To do:
Transcribe exactly the line that contains "Goal: identify blonde" and every line after it to the end of the entries, and nothing more.

Source data:
+--

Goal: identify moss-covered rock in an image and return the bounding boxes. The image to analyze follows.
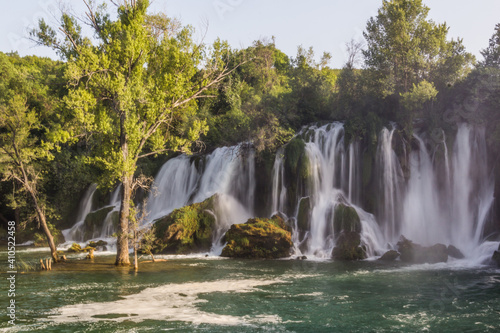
[153,195,218,254]
[221,215,292,259]
[68,243,82,253]
[397,236,448,264]
[333,203,361,234]
[83,206,118,241]
[331,203,365,260]
[332,231,366,260]
[87,240,108,251]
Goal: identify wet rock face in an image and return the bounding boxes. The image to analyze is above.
[397,236,448,264]
[446,245,464,259]
[332,203,366,261]
[154,195,218,254]
[492,244,500,267]
[332,231,366,261]
[83,206,117,241]
[379,250,400,261]
[221,215,292,259]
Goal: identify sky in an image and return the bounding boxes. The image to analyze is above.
[1,0,499,68]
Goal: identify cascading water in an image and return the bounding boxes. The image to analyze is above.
[145,145,255,254]
[99,185,122,238]
[271,123,386,258]
[376,127,404,242]
[380,123,495,255]
[65,120,496,262]
[62,184,97,242]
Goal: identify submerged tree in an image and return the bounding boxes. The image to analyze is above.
[31,0,238,265]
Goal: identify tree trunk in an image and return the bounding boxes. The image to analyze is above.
[134,246,138,271]
[115,173,132,265]
[30,192,59,263]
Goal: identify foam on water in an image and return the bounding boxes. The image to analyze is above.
[48,279,284,325]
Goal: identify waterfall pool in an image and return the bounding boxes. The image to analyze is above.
[2,248,499,332]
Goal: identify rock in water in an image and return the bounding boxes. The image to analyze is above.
[379,250,400,261]
[333,203,362,234]
[492,244,500,267]
[68,243,82,253]
[297,196,311,234]
[221,215,292,259]
[397,236,448,264]
[153,195,218,254]
[332,203,366,260]
[332,232,366,260]
[83,206,118,241]
[446,245,465,259]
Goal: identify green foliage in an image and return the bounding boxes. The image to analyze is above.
[32,221,65,246]
[364,0,449,95]
[400,80,438,111]
[480,23,500,68]
[200,40,336,153]
[399,80,438,127]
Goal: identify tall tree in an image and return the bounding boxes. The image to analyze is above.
[481,23,500,68]
[31,0,237,265]
[0,53,60,262]
[363,0,471,97]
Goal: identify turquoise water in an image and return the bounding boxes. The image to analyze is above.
[1,249,500,332]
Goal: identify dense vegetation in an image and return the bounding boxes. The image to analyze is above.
[1,0,499,264]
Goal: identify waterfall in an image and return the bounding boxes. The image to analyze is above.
[377,127,404,242]
[99,185,122,238]
[65,120,495,261]
[401,134,447,245]
[270,123,386,258]
[271,148,286,215]
[381,123,494,253]
[145,145,255,254]
[62,184,97,242]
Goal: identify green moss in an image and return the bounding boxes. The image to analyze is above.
[284,137,308,180]
[333,203,361,234]
[68,243,82,253]
[221,215,292,259]
[283,137,310,214]
[154,195,218,254]
[87,240,108,248]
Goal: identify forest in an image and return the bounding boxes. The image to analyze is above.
[1,0,500,265]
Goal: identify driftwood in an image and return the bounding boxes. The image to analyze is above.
[141,259,167,263]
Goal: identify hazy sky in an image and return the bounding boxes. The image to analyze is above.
[1,0,499,68]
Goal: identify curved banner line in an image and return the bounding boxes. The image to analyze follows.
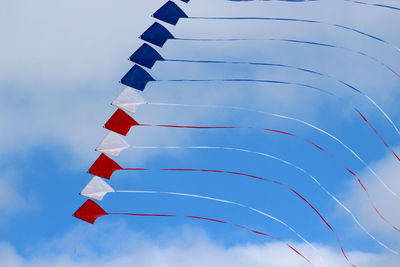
[356,108,400,161]
[163,38,400,140]
[165,59,360,93]
[173,37,400,79]
[162,58,400,143]
[187,16,400,53]
[129,145,398,255]
[227,0,400,12]
[134,102,399,201]
[136,123,400,232]
[107,211,314,265]
[150,70,400,156]
[156,79,334,96]
[115,189,322,263]
[74,199,312,263]
[122,167,355,266]
[343,0,400,11]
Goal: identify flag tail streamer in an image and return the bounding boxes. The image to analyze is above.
[227,0,400,13]
[87,155,358,265]
[120,64,334,95]
[356,108,400,161]
[121,144,399,254]
[343,0,400,12]
[172,37,400,79]
[129,42,400,142]
[137,22,400,78]
[81,177,323,264]
[73,199,314,265]
[153,1,400,55]
[121,60,400,147]
[127,43,400,157]
[99,111,400,235]
[98,100,400,202]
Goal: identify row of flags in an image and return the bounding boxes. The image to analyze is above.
[69,1,400,265]
[73,0,191,223]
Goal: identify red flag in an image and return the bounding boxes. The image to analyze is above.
[104,109,140,136]
[88,153,123,179]
[73,200,108,224]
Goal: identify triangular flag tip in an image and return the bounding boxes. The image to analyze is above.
[153,1,188,25]
[121,65,155,91]
[104,109,140,136]
[112,87,146,113]
[130,43,164,69]
[81,177,115,201]
[140,22,175,47]
[88,153,123,179]
[96,132,130,157]
[73,200,108,224]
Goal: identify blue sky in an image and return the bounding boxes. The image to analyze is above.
[1,0,400,266]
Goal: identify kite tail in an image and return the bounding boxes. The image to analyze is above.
[343,0,400,11]
[124,167,355,265]
[173,38,400,79]
[189,15,400,55]
[158,79,333,95]
[163,58,400,150]
[356,179,400,232]
[143,102,400,201]
[290,134,400,233]
[156,78,400,161]
[165,59,325,76]
[228,0,400,12]
[363,96,400,142]
[137,122,400,232]
[140,123,237,129]
[108,212,314,264]
[271,113,400,201]
[355,108,400,161]
[118,189,322,263]
[129,146,398,254]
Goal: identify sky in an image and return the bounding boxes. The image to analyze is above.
[1,0,400,266]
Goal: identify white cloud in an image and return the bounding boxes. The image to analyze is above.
[342,148,400,247]
[0,224,399,267]
[0,178,24,214]
[0,0,399,260]
[0,0,399,164]
[0,171,34,220]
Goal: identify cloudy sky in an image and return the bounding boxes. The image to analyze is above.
[1,0,400,266]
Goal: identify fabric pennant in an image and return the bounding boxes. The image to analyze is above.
[81,177,115,201]
[140,22,175,47]
[104,109,140,136]
[112,87,146,114]
[96,132,131,157]
[120,65,155,91]
[129,43,164,69]
[153,1,188,25]
[88,153,123,179]
[73,200,108,224]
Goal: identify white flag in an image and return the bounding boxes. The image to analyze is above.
[112,87,146,113]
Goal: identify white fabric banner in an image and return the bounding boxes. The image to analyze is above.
[112,87,146,113]
[81,176,115,201]
[96,132,130,157]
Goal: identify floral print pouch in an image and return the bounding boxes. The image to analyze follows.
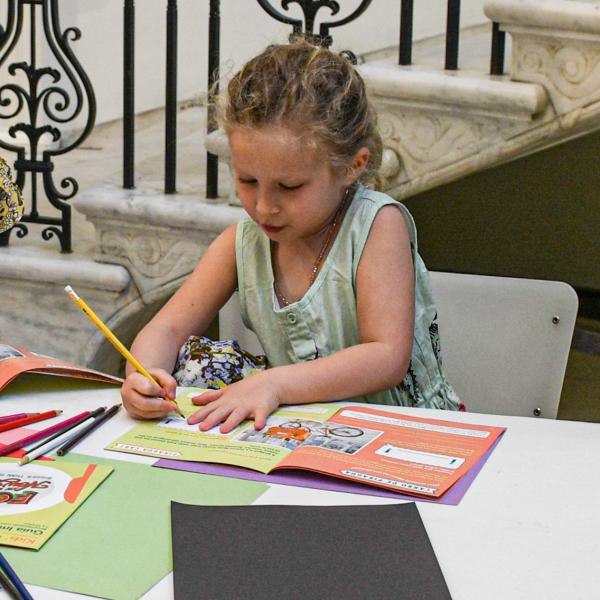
[172,336,268,389]
[0,156,24,234]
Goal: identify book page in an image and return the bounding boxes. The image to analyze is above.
[0,341,122,391]
[106,388,339,473]
[275,405,505,497]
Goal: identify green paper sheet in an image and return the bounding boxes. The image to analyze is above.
[1,454,268,600]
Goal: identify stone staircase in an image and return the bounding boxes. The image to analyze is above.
[2,0,600,373]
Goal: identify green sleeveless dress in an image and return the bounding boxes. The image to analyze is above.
[235,184,460,410]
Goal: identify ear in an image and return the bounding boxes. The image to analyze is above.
[344,146,370,185]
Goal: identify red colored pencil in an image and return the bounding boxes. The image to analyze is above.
[0,413,39,426]
[0,410,62,434]
[0,411,102,457]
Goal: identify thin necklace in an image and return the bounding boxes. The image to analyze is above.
[274,187,351,308]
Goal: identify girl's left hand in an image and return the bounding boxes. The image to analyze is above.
[188,372,281,433]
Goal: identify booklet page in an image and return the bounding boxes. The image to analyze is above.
[277,405,505,497]
[106,388,339,473]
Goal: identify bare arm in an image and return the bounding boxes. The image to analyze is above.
[121,224,238,418]
[190,205,415,430]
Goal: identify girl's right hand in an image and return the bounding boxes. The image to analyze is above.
[120,368,178,420]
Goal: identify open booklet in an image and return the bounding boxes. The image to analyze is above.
[107,388,505,498]
[0,341,123,392]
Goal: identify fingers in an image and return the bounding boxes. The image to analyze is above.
[187,390,224,424]
[253,407,270,431]
[188,399,270,433]
[121,372,176,420]
[216,406,250,433]
[187,401,226,428]
[151,369,178,400]
[200,404,239,432]
[188,397,248,432]
[121,392,173,419]
[187,378,280,433]
[191,389,223,405]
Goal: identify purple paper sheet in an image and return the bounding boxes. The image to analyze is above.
[155,435,502,505]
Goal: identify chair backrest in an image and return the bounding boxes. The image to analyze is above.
[429,272,578,418]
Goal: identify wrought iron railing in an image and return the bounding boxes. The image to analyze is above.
[0,0,96,252]
[201,0,506,198]
[205,0,220,200]
[0,1,507,251]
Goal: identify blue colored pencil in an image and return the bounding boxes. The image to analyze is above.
[0,549,33,600]
[0,565,21,600]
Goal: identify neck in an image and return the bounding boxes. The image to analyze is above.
[272,186,352,307]
[300,186,352,255]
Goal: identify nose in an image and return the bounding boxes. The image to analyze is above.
[255,188,280,219]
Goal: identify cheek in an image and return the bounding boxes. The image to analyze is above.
[236,186,256,215]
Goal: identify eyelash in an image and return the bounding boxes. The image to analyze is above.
[237,179,303,191]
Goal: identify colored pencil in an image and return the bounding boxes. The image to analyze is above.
[64,285,183,417]
[0,549,33,600]
[0,411,92,457]
[18,407,106,466]
[0,410,61,434]
[57,404,121,457]
[0,565,21,600]
[0,413,38,426]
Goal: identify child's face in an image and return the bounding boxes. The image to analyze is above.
[229,125,361,244]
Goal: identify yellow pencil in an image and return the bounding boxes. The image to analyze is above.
[64,285,183,417]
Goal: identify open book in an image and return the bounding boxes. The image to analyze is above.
[0,341,123,392]
[107,388,504,498]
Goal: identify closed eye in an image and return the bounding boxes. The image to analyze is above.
[279,182,304,191]
[237,178,257,185]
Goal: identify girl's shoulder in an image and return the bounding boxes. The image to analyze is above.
[351,185,417,249]
[355,186,412,216]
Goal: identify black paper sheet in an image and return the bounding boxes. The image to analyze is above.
[171,502,452,600]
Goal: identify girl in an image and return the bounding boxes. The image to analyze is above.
[121,40,459,432]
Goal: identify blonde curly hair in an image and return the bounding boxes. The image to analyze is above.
[217,39,382,187]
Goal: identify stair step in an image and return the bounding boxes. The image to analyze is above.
[75,184,244,231]
[359,64,548,120]
[1,245,130,291]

+--

Response to the exercise:
Goal: identify blonde curly hair in an image and return the bounding boxes. The image to analyze is above.
[217,39,382,187]
Goal: identify stair step in an image and return the bounding boxes. The image to analyze is above.
[75,184,244,231]
[359,64,548,120]
[1,245,130,291]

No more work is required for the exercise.